Start at the line of the listing below that contains "In this picture, where can the white soffit" and continue through the last line of the listing. Rewrite those lines with their requests, scaling every point coordinate in the answers by 1.15 and rounding to whole numbers (halves round up), and leave the pictures out.

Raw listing
◇ ◇ ◇ ◇

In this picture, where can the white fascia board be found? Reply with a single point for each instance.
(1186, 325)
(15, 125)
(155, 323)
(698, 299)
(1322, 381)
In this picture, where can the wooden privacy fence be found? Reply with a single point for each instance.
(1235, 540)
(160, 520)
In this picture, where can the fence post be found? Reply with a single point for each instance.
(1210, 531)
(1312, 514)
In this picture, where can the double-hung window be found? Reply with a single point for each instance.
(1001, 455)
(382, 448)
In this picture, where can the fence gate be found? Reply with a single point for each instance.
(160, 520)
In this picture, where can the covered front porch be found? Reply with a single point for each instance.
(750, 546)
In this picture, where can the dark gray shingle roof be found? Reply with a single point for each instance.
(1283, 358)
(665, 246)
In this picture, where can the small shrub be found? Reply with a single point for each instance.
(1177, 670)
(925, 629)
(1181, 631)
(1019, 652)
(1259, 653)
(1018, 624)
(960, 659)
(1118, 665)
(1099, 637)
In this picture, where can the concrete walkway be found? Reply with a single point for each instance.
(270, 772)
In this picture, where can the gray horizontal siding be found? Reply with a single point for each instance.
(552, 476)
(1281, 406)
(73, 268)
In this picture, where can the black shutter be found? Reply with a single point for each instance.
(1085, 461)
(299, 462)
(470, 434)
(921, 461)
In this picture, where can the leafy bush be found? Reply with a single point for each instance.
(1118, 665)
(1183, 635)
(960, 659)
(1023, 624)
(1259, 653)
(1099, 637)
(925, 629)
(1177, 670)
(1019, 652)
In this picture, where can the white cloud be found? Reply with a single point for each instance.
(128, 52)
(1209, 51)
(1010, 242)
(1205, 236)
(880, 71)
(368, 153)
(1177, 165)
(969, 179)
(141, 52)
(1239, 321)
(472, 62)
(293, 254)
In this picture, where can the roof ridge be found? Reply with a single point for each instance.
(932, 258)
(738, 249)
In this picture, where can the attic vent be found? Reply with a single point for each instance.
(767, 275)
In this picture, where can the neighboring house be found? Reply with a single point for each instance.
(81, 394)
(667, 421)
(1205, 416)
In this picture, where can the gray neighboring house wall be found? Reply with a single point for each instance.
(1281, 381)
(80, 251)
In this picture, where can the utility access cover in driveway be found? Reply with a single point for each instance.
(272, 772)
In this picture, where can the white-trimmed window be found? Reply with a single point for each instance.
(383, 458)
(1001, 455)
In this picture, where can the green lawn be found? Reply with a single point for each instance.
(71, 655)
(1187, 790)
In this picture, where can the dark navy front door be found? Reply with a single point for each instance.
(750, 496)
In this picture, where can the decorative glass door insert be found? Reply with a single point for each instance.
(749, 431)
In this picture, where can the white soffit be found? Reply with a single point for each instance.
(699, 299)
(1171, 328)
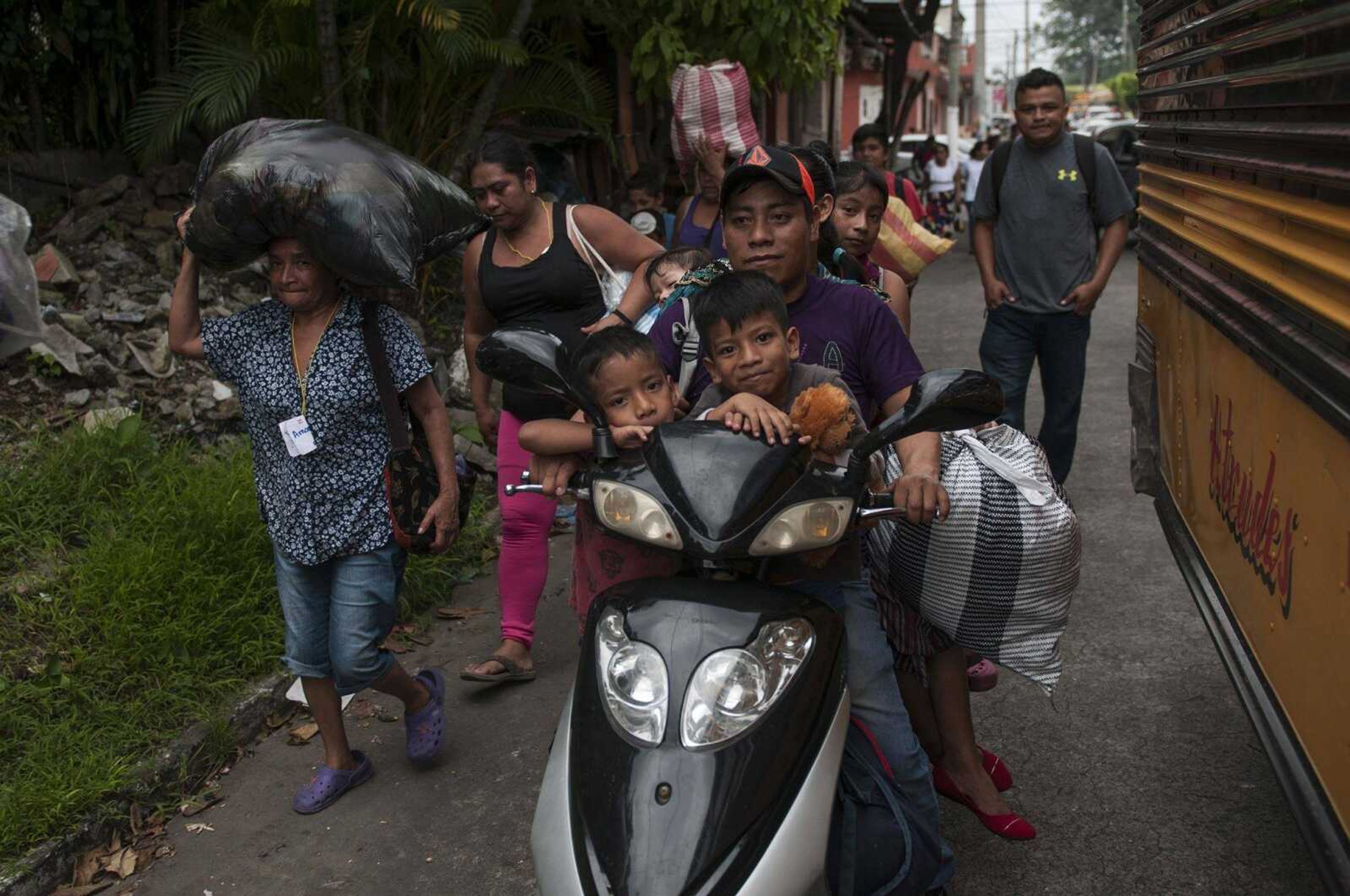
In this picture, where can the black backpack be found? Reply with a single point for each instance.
(1085, 152)
(877, 849)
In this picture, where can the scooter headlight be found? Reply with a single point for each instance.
(731, 690)
(634, 513)
(804, 527)
(634, 679)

◇ ◇ ◇ ◇

▸ REPLY TO THE EXERCISE
In this picture, where can the white soffit be found? Reply with a single point for each instance.
(804, 344)
(1347, 377)
In this picture, where can the black backpack be found? Reply with a single point for each instance.
(1248, 175)
(1009, 976)
In this picture, where can the scooter headlight be found? Reply with a single point for each instance.
(841, 794)
(729, 590)
(925, 606)
(729, 781)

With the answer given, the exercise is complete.